| Set exercise 1 |
Set down the passage on German property tax word for word, in full.

| Text segment |
╭──

Term from the field of General

Property tax is not a distinct tax term under German law, but rather a colloquial synonym for real estate tax-the municipal tax on the ownership of real property and agricultural and forestry assets. It is one of the oldest property taxes and is levied annually by municipalities. Following the property tax reform, which took effect nationwide in 2025, the basis for calculation and assessment rates have changed significantly in many municipalities.

Property Tax as the German Form of Real Estate Tax

Property tax is calculated based on the property tax assessment value (determined by the tax office) and the municipal assessment rate. Starting with the 2025 assessment year, the new valuation law based on the federal model or the state models applies-Bavaria has introduced its own area-based model. Under the Bavarian area-based model, the tax is calculated based on the land and building areas as well as an equivalence factor, regardless of the market value. Depending on the location and assessment rate, this can result in significant changes compared to the previous calculation.

Property Tax A applies to agricultural and forestry land; Property Tax B applies to developed and undeveloped properties (residential and commercial real estate). For residential properties in Nuremberg, only Property Tax B applies. Many federal states have additionally introduced the option of levying a Property Tax C on land ready for development but undeveloped-a tool against land speculation that has not yet been implemented across the board in Bavaria.

╰──

| Dataset excerpts |
╭──

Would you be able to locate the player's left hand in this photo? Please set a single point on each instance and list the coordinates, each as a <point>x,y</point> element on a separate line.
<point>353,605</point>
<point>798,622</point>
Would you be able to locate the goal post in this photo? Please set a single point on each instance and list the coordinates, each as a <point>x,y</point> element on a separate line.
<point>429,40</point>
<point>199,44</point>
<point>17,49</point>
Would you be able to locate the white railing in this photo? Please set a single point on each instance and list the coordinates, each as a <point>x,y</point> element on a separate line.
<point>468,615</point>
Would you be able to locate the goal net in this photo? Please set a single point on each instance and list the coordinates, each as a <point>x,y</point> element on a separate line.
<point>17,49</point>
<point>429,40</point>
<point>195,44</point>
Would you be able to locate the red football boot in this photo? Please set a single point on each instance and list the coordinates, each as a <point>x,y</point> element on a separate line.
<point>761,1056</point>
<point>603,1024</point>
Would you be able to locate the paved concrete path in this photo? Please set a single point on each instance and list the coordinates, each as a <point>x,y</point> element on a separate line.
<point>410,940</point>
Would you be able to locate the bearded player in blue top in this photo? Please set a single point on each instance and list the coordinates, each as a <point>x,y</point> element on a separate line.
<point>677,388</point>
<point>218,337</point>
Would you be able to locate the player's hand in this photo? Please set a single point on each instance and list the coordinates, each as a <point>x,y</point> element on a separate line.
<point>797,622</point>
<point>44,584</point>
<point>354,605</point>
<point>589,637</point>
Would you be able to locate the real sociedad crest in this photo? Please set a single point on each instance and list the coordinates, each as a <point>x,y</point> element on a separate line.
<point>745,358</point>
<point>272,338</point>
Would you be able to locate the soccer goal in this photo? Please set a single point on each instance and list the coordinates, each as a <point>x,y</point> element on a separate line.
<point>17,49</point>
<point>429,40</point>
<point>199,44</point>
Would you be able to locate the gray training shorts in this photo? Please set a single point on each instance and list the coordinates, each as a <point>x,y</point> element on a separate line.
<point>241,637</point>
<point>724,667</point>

╰──

| Set exercise 2 |
Output the listing lines from the one containing "Would you be able to locate the real" through the one containing "<point>272,338</point>", inclusive, as a Markdown table with the columns Row and Listing line, leaving out blank lines.

| Full answer 1 |
Term from the field of General

Property tax is not a distinct tax term under German law, but rather a colloquial synonym for real estate tax-the municipal tax on the ownership of real property and agricultural and forestry assets. It is one of the oldest property taxes and is levied annually by municipalities. Following the property tax reform, which took effect nationwide in 2025, the basis for calculation and assessment rates have changed significantly in many municipalities.

Property Tax as the German Form of Real Estate Tax

Property tax is calculated based on the property tax assessment value (determined by the tax office) and the municipal assessment rate. Starting with the 2025 assessment year, the new valuation law based on the federal model or the state models applies-Bavaria has introduced its own area-based model. Under the Bavarian area-based model, the tax is calculated based on the land and building areas as well as an equivalence factor, regardless of the market value. Depending on the location and assessment rate, this can result in significant changes compared to the previous calculation.

Property Tax A applies to agricultural and forestry land; Property Tax B applies to developed and undeveloped properties (residential and commercial real estate). For residential properties in Nuremberg, only Property Tax B applies. Many federal states have additionally introduced the option of levying a Property Tax C on land ready for development but undeveloped-a tool against land speculation that has not yet been implemented across the board in Bavaria.

| Full answer 2 |
| Row | Listing line |
|---|---|
| 1 | Would you be able to locate the real sociedad crest in this photo? Please set a single point on each instance and list the coordinates, each as a <point>x,y</point> element on a separate line. |
| 2 | <point>745,358</point> |
| 3 | <point>272,338</point> |